* **Supplied passage**:
Start of Block

It’s Not Your Usual Hospital Advertising Target Audience. So What is Dana-Farber Cancer Institute’s Ad Campaign Up To?

As published in strategichcmarketing.com, by Peter Hochstein

Excerpts of article’s key points.

The Dana-Farber Cancer Institute treats 22,000 new patients every year and sees a total of about 76,500 patients annually, mostly on an outpatient basis. The advertising, more science-oriented than most of the hospital advertising you’ll see in general consumer media, talks about Dana-Farber’s role in discovering PD-L1, a protein that blocks the immune system from attacking cancer cells — which led to the subsequent growth of immunotherapy in treating cancer around the world.

“More than most academic medical centers, we have a very large research enterprise as well,” says Steven Singer, Dana-Farber’s senior vice president for communications. He added a bit later in the conversation, “Brand recognition and brand strength are the wind at our backs for all that we do. We think it will help to lead to more partnerships and collaborations all around the country. And it will help us recruit the best faculty and staff.”

The advertising is “trying to actively engage people who pay attention to the kinds of things we do,” says Singer. According to Donna Lee Ubertalli, Dana-Farber’s vice president of marketing, to reach these folks, the hospital works with “a fairly small budget.” (The specific amount is also proprietary.) Because of the small budget, she says, the media where the advertising appears is “highly targeted toward people interested in health care, biomedical research, public affairs, that sort of thing.”

“We knew that for our audience in particular, a formulaic doctor in a lab coat wasn’t going to break through,” says Andy Semons, founder and strategic planning partner of IPNY, the “brand positioning and messaging company” in New York City that created the advertising. “We needed to take a risk. We needed to say things a little bit differently. We found a narrative style where it was all the same story, but we had different people pick up where the other left off. It was that technique, plus a very tight narrative and really well-written copy that kind of made it sing in this case.”

End of Block

* **Directions**:
• 1. According to the Dana-Farber article, how many new patients does the institute treat every year?
• 2. Copy out the Dana-Farber article word for word, from "It’s Not Your" up to and including "around the world.".
None of the tasks uses the records.

* **Data to examine**:
Start of Block

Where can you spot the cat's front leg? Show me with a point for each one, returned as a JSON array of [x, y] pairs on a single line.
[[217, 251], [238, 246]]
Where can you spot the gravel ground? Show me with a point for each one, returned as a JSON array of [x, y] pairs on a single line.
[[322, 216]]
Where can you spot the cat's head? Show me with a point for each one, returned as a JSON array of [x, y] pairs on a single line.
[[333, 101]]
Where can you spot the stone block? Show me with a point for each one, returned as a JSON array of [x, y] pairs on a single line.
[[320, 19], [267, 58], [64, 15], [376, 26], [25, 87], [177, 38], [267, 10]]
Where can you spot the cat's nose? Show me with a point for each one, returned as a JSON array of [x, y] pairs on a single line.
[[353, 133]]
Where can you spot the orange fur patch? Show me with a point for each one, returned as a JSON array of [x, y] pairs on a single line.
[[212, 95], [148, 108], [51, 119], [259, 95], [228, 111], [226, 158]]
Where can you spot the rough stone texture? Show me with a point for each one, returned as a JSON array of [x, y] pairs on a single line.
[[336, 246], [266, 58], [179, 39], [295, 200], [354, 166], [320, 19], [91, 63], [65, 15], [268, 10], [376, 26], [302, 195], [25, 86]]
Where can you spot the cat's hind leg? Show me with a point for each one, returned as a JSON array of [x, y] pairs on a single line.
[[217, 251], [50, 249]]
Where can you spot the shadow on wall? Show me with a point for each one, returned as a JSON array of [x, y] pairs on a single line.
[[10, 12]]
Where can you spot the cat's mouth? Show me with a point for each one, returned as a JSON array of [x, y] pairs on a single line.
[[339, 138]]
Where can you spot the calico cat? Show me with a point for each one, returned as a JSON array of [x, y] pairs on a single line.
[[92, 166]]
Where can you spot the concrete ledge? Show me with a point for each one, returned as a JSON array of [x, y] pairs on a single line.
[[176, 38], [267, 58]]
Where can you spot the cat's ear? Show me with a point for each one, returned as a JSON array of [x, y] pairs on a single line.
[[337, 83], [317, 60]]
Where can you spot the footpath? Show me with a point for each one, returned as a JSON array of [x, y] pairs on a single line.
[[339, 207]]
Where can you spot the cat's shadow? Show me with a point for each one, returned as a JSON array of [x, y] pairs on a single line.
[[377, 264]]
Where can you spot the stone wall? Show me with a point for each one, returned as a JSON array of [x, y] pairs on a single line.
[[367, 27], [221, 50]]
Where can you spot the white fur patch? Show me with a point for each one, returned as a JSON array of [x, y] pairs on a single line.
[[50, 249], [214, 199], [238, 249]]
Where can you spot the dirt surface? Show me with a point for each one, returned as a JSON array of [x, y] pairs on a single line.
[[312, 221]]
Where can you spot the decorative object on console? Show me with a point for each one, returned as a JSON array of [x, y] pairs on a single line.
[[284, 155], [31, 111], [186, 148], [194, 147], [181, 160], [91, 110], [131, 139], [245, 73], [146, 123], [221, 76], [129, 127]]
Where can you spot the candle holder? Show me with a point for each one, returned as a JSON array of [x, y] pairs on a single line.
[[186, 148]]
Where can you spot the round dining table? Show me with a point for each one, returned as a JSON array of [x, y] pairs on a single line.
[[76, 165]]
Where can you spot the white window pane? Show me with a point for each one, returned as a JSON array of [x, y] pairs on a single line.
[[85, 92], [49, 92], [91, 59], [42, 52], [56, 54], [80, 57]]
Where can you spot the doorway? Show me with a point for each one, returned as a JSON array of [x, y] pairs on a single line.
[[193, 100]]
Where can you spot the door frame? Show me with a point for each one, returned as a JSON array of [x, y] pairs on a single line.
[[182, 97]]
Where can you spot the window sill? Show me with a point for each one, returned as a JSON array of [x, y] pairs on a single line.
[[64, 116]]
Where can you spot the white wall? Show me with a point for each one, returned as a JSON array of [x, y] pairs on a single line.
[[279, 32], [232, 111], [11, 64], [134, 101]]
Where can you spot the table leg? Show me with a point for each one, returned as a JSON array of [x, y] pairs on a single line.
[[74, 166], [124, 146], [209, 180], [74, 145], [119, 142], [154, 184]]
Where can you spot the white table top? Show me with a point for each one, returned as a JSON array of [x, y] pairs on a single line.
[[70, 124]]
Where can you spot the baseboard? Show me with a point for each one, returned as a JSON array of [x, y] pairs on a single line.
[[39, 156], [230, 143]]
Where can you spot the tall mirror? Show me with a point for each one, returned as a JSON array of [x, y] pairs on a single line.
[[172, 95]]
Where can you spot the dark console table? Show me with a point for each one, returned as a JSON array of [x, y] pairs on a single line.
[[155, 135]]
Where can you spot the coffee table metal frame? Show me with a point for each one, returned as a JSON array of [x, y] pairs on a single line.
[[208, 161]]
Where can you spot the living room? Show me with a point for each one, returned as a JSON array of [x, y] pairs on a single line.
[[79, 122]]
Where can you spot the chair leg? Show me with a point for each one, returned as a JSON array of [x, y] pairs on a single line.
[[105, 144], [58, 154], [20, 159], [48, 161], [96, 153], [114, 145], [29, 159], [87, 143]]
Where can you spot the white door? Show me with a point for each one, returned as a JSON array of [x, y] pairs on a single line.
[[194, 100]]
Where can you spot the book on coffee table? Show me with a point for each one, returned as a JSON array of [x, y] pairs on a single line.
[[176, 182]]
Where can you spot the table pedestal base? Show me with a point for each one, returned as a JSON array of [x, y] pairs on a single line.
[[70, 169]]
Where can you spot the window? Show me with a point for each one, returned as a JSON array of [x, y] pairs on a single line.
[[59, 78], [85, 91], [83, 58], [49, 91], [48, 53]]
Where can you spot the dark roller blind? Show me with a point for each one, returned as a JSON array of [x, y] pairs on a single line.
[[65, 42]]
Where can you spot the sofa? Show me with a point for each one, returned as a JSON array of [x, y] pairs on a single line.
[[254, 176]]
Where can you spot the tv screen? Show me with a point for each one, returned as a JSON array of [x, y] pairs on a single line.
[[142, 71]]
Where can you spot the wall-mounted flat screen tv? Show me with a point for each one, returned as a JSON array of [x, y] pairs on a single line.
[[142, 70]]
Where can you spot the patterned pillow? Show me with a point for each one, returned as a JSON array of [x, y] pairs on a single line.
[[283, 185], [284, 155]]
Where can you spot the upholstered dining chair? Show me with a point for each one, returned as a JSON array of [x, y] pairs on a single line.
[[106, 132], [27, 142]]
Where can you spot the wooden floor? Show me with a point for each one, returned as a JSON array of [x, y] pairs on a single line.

End of Block

* **Answers for the tasks**:
• 1. 22,000

• 2.
It’s Not Your Usual Hospital Advertising Target Audience. So What is Dana-Farber Cancer Institute’s Ad Campaign Up To?

As published in strategichcmarketing.com, by Peter Hochstein

Excerpts of article’s key points.

The Dana-Farber Cancer Institute treats 22,000 new patients every year and sees a total of about 76,500 patients annually, mostly on an outpatient basis. The advertising, more science-oriented than most of the hospital advertising you’ll see in general consumer media, talks about Dana-Farber’s role in discovering PD-L1, a protein that blocks the immune system from attacking cancer cells — which led to the subsequent growth of immunotherapy in treating cancer around the world.